* _Given records_:
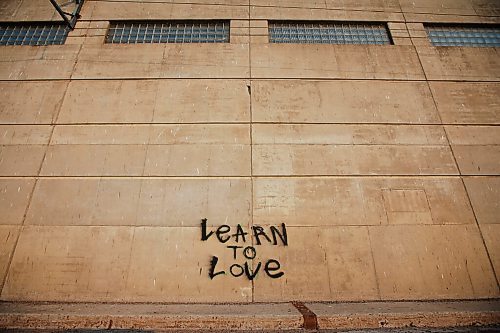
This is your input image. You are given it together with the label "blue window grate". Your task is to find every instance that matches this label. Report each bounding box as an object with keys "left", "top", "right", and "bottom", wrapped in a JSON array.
[
  {"left": 269, "top": 21, "right": 391, "bottom": 44},
  {"left": 0, "top": 23, "right": 69, "bottom": 45},
  {"left": 425, "top": 25, "right": 500, "bottom": 47},
  {"left": 106, "top": 21, "right": 229, "bottom": 44}
]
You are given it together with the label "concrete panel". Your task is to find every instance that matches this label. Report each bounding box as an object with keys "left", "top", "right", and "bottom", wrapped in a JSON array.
[
  {"left": 444, "top": 126, "right": 500, "bottom": 146},
  {"left": 247, "top": 0, "right": 326, "bottom": 9},
  {"left": 254, "top": 227, "right": 378, "bottom": 302},
  {"left": 252, "top": 80, "right": 440, "bottom": 124},
  {"left": 0, "top": 178, "right": 35, "bottom": 225},
  {"left": 144, "top": 144, "right": 251, "bottom": 176},
  {"left": 252, "top": 124, "right": 447, "bottom": 146},
  {"left": 429, "top": 82, "right": 500, "bottom": 125},
  {"left": 2, "top": 227, "right": 133, "bottom": 301},
  {"left": 369, "top": 225, "right": 500, "bottom": 299},
  {"left": 127, "top": 228, "right": 252, "bottom": 303},
  {"left": 91, "top": 0, "right": 248, "bottom": 20},
  {"left": 2, "top": 227, "right": 252, "bottom": 302},
  {"left": 445, "top": 126, "right": 500, "bottom": 175},
  {"left": 0, "top": 81, "right": 68, "bottom": 124},
  {"left": 252, "top": 125, "right": 457, "bottom": 176},
  {"left": 25, "top": 179, "right": 251, "bottom": 227},
  {"left": 0, "top": 145, "right": 47, "bottom": 176},
  {"left": 250, "top": 2, "right": 404, "bottom": 22},
  {"left": 0, "top": 225, "right": 19, "bottom": 288},
  {"left": 72, "top": 43, "right": 249, "bottom": 79},
  {"left": 251, "top": 44, "right": 425, "bottom": 80},
  {"left": 40, "top": 145, "right": 147, "bottom": 176},
  {"left": 416, "top": 46, "right": 500, "bottom": 81},
  {"left": 0, "top": 125, "right": 52, "bottom": 145},
  {"left": 253, "top": 144, "right": 457, "bottom": 176},
  {"left": 42, "top": 125, "right": 250, "bottom": 176},
  {"left": 0, "top": 45, "right": 80, "bottom": 80},
  {"left": 253, "top": 177, "right": 475, "bottom": 226},
  {"left": 464, "top": 177, "right": 500, "bottom": 224},
  {"left": 481, "top": 224, "right": 500, "bottom": 278},
  {"left": 453, "top": 145, "right": 500, "bottom": 176},
  {"left": 59, "top": 80, "right": 250, "bottom": 123}
]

* _What you are asked to do_:
Show every line of the data above that contains the word "find", matching case exactly.

* _Full solution_:
This is your input image. You are given it together with the label "blue window grate". Your task is to find every instance that matches this label. Report each bounding box as an object with keys "left", "top", "right", and "bottom", wrapped in a JSON array.
You are given it together with the label "concrete panel". Your task is to find every instance that matches this label. Report each bounding box as an object with keys "left", "top", "right", and "bottom", wrapped in a JSON array.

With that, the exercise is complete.